• Directive:
Turn every item below into a CSV with two columns, "text" and "answer", one row per item. Put each field in double quotes, change any line breaks inside it to spaces, and leave out the pictures.

_ _ _ _

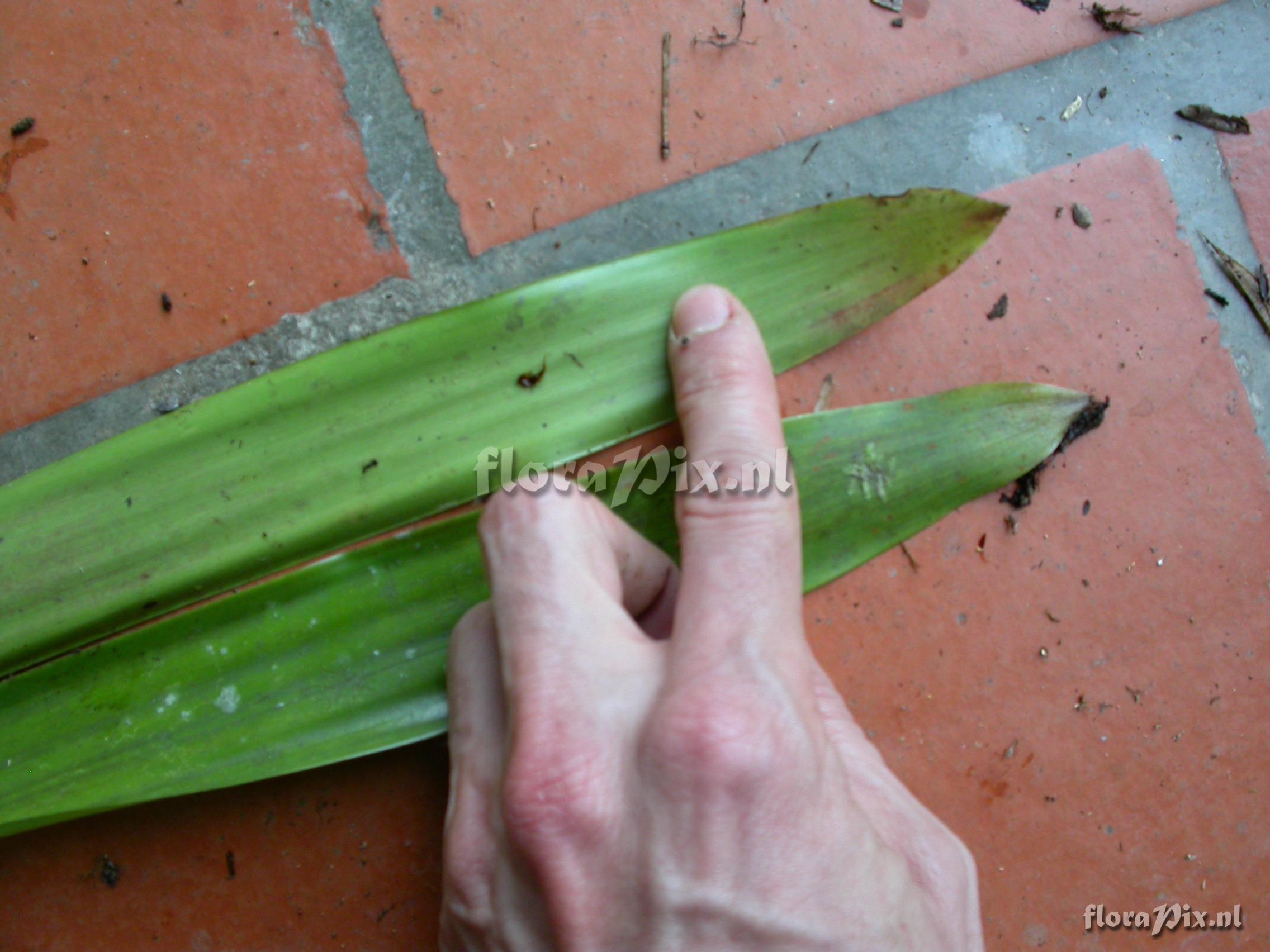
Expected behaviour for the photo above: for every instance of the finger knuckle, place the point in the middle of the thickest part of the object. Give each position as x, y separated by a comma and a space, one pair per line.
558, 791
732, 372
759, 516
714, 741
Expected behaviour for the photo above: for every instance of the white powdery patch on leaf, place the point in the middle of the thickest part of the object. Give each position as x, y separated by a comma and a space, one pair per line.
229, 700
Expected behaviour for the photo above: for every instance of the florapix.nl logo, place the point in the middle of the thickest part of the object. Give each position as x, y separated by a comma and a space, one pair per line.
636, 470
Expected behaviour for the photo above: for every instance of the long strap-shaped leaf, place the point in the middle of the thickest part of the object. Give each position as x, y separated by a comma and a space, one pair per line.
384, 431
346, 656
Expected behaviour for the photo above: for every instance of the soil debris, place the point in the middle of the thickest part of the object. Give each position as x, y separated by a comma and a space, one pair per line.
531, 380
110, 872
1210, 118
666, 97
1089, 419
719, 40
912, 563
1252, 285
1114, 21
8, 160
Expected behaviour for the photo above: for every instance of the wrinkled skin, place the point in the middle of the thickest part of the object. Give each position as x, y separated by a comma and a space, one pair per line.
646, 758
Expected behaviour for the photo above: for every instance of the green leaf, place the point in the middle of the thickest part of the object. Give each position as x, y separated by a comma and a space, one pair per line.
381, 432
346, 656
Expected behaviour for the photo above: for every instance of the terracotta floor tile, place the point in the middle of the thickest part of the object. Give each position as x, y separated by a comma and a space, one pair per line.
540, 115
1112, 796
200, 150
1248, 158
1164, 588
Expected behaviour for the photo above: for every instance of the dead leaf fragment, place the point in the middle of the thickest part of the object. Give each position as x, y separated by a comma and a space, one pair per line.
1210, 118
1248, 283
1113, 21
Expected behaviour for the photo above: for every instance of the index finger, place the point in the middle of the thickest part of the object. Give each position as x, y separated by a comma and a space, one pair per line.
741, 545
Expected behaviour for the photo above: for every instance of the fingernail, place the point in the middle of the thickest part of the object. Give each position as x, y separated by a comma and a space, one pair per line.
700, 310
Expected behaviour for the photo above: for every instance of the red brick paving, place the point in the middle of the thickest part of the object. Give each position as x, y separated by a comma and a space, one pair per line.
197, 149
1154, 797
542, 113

_ _ _ _

• Finished answer:
text,answer
"Expected behaviour for the photo above: for every instance of the finger knuckle, place the point in the middle of the thickest part of the object. Give each position as x, y separated by a comma and a space, one pair per line.","558, 791 732, 372 759, 516 714, 741"
"Expected behaviour for the photo above: for every instance of the white powdery patch on leaf, place the point in the middle of the thickest part of the object. Give each position as x, y separated by a comma and a space, one pair per line.","229, 700"
"Expected behaviour for the photo above: for every instance of the florapix.nl logo, place the point in the middle of the thickest part of the object. Give each position as x, y separated by a comma and a space, one pair per line.","636, 470"
"Expected behaviour for the photo above: for every instance of the long strap-shaped leaf, place the point in the middle of the thickest part of the object. Give each position as x, y separated by a comma and a space, one pair per line.","384, 431 346, 656"
"Expected behaviour for the photo above: for every instance of the soil debris, place the point in the middle of the thickest part of the object. Give each position as x, y separated by a comma and a space, one pair per line.","531, 380 110, 872 1210, 118 666, 97 1089, 419 719, 40 912, 563 1252, 285 1114, 21 8, 160"
"Expected behaviour for the photo above: for every instance of the wrinkled skin, place the point in the middle of the thickest part of the object. Give each position as x, y separated by a comma and a space, one pair per line.","646, 758"
"Expected behaviour for the photo above: for every instance of the green leaf, place the point in the middle of the thickest part of the object. Give each position as x, y separated by a comma and a space, one pair per line.","381, 432 346, 656"
"Expected behaviour for the photo above: for every instance of the terracotta floor tile, place the point in the middle of the thickest part of the object. Give each position as x, y separated by a comma and a space, one pair per line.","540, 115 1112, 796 200, 150 1248, 158 1164, 588"
"Expected behaviour for the photo above: for every instance of the dead leaf fragment, place the point in the middle of the thickest part of the object. Give each position as x, y separated by a comma and a space, one pair per line.","1210, 118 1248, 283 1113, 21"
"Expected behaviour for the photo above: for every instance of the index finger, place the point in the middle of the thickest part of the object. Give each position as x, y separated by a comma and a space, one pair per line.","741, 545"
"Expected behaviour for the photo above: for every instance of the fingernail, place the point in the middle of the thickest part of the object. Give each position as x, y separated by a comma and a space, one pair per line.","700, 310"
"Expected behaviour for the photo above: for every instance of the red brick paving, place the point in the middle of the thickest part of the object. Give each position as x, y separated by a comma and a space, one pair per line.","197, 149 1154, 797 542, 113"